EXCERPTED RECORDS.
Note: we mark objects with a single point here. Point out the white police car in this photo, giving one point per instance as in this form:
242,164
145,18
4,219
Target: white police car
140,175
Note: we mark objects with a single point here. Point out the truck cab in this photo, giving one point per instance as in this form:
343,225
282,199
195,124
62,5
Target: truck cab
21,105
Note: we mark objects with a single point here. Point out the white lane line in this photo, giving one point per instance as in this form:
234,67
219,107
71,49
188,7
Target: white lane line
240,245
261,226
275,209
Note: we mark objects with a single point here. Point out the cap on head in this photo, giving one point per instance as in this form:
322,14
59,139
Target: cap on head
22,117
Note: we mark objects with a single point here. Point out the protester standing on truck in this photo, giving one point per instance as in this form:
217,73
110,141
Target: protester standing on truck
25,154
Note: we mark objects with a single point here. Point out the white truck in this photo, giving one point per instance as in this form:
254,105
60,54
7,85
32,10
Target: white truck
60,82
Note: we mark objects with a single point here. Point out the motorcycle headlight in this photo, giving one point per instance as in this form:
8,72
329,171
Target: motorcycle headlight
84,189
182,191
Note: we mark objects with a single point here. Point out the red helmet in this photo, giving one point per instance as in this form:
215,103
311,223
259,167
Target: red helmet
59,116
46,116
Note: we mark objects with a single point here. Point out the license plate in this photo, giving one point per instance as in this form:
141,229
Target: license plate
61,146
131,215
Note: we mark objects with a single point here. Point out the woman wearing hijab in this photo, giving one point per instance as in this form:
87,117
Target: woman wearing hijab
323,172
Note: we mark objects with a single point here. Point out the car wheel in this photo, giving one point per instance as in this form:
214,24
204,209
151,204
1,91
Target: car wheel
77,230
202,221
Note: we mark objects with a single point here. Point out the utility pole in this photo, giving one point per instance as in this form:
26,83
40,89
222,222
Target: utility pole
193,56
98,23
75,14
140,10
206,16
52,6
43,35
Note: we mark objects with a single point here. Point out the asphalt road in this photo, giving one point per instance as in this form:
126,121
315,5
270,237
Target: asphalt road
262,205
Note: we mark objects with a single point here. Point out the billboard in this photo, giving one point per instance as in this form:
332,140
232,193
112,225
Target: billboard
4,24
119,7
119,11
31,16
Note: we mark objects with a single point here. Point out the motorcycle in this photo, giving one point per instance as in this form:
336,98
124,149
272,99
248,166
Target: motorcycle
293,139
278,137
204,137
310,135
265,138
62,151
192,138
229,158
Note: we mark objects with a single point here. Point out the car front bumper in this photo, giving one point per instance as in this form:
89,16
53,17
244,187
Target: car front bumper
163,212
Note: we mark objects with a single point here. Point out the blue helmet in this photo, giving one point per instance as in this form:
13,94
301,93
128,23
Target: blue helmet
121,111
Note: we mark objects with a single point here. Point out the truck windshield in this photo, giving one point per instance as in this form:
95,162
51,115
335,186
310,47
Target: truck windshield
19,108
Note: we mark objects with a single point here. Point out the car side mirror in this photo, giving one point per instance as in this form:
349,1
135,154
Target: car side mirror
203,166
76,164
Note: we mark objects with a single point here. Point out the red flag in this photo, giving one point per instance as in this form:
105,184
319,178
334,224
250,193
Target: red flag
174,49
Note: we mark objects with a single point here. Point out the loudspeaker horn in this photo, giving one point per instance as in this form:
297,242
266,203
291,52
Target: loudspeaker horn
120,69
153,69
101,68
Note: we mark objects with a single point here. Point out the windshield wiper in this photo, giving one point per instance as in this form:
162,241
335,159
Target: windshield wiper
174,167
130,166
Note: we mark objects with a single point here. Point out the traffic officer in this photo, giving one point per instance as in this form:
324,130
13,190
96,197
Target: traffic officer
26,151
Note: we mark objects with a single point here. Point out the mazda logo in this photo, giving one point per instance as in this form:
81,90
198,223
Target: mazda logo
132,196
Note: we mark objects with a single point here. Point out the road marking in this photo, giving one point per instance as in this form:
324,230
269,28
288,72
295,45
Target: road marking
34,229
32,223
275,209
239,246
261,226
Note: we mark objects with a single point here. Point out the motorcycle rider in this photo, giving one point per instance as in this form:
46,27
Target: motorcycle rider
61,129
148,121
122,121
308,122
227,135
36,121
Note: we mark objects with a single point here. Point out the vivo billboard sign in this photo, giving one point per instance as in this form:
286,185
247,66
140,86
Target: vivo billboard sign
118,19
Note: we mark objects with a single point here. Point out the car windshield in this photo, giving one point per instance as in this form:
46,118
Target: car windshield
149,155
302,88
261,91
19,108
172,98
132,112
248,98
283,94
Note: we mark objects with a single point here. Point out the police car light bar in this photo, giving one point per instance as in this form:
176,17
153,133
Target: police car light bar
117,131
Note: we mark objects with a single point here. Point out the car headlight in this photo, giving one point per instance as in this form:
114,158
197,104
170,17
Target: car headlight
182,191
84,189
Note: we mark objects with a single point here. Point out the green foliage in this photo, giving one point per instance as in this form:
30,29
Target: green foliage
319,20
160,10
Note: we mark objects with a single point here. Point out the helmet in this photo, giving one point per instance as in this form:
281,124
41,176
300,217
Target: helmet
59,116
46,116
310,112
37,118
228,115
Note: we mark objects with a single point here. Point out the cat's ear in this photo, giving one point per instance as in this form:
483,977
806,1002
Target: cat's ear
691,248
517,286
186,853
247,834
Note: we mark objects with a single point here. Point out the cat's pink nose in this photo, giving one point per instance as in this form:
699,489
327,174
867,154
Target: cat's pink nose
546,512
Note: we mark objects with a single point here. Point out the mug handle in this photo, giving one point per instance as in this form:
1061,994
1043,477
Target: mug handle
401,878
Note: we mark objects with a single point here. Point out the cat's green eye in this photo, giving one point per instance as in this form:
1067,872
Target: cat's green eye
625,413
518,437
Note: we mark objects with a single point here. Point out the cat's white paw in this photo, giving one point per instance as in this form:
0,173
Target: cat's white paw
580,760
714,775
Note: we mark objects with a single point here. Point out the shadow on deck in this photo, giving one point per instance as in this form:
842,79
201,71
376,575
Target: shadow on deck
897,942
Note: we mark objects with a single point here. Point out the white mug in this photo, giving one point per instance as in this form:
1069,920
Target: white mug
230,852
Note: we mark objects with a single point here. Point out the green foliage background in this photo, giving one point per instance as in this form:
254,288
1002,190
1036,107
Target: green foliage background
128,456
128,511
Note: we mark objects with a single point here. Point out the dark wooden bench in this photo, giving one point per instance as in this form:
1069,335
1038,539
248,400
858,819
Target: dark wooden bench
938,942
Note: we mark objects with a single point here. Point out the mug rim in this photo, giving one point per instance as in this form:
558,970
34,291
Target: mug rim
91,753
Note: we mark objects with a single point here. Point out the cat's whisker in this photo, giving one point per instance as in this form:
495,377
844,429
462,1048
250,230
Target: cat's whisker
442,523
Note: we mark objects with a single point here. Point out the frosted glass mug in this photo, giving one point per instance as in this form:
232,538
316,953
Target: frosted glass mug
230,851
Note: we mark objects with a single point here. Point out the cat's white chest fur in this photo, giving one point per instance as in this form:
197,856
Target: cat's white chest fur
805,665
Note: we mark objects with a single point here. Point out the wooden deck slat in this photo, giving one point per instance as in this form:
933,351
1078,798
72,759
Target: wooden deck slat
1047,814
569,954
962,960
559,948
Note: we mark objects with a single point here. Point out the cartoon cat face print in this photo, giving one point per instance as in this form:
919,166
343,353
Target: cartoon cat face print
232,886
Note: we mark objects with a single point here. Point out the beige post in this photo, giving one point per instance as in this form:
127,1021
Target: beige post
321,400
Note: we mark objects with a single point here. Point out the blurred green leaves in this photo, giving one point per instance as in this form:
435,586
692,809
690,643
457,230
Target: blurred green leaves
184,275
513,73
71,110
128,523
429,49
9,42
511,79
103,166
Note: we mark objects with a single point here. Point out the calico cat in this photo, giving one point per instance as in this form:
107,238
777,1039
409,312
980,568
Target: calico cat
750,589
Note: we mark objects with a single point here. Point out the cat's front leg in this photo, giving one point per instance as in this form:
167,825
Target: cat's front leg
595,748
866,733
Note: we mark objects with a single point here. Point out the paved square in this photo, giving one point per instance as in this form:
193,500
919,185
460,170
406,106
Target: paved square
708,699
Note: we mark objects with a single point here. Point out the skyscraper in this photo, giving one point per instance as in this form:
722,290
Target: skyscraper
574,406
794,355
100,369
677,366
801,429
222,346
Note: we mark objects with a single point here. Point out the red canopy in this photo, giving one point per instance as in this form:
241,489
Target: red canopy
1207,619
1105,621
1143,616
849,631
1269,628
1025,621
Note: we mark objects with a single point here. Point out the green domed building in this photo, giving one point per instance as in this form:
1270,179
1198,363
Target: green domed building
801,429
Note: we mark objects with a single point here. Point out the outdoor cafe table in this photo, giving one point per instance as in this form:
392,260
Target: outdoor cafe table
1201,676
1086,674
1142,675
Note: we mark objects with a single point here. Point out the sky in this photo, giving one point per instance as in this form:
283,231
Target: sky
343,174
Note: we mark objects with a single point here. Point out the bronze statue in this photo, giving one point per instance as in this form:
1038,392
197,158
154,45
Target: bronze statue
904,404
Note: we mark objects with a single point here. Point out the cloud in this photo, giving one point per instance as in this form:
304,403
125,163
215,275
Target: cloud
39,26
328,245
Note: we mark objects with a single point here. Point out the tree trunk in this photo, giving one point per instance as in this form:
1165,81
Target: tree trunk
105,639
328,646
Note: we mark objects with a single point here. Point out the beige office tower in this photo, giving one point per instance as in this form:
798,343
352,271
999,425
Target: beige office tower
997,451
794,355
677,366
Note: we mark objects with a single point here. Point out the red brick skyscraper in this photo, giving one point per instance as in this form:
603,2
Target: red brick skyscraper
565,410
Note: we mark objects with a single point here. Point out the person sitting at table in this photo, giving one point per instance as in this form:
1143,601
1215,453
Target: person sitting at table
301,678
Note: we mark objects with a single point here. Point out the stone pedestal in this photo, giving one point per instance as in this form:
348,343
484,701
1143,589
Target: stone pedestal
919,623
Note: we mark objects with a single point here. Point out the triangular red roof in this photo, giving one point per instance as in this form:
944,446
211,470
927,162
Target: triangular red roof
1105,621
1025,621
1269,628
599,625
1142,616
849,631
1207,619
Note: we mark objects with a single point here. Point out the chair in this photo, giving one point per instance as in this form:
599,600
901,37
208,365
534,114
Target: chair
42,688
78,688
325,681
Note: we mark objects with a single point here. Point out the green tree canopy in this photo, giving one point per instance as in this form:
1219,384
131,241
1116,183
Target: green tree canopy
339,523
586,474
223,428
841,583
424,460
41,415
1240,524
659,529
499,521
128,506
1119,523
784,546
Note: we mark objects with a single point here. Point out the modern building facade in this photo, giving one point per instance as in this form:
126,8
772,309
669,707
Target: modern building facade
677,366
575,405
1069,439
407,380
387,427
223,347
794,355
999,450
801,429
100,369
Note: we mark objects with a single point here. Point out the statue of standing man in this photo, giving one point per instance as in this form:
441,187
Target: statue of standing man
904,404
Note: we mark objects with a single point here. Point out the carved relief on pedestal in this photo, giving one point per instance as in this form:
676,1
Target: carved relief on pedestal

TASK DETAILS. Note how many lines in the material hold the word "carved", and give that number with nothing added.

SOLUTION. 2